→ **Supplied material**:
>>>

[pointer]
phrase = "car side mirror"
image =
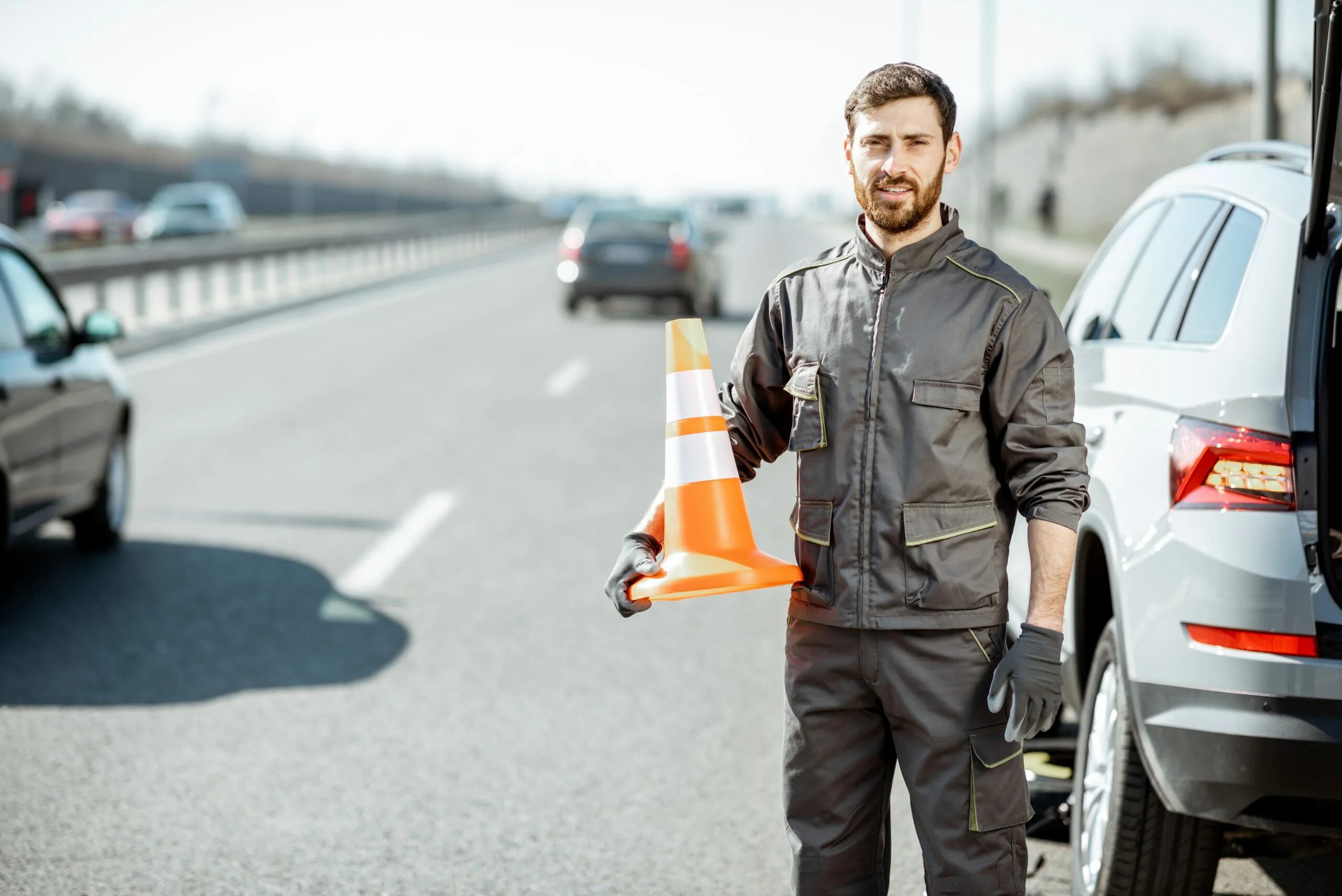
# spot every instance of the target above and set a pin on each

<<<
>>>

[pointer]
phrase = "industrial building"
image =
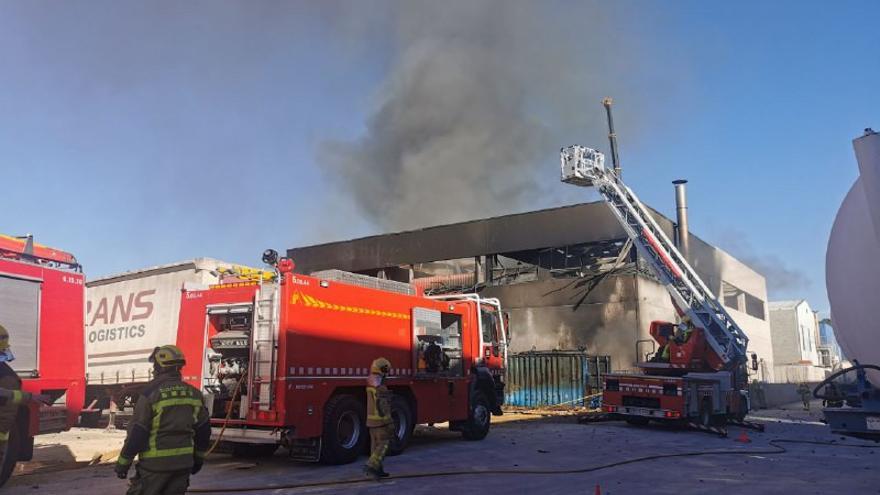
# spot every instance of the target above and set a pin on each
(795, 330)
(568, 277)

<<<

→ **To do**: Count the lines in the records above that contain the string "phrase". Reply with the number alone.

→ **Exercise solution**: 2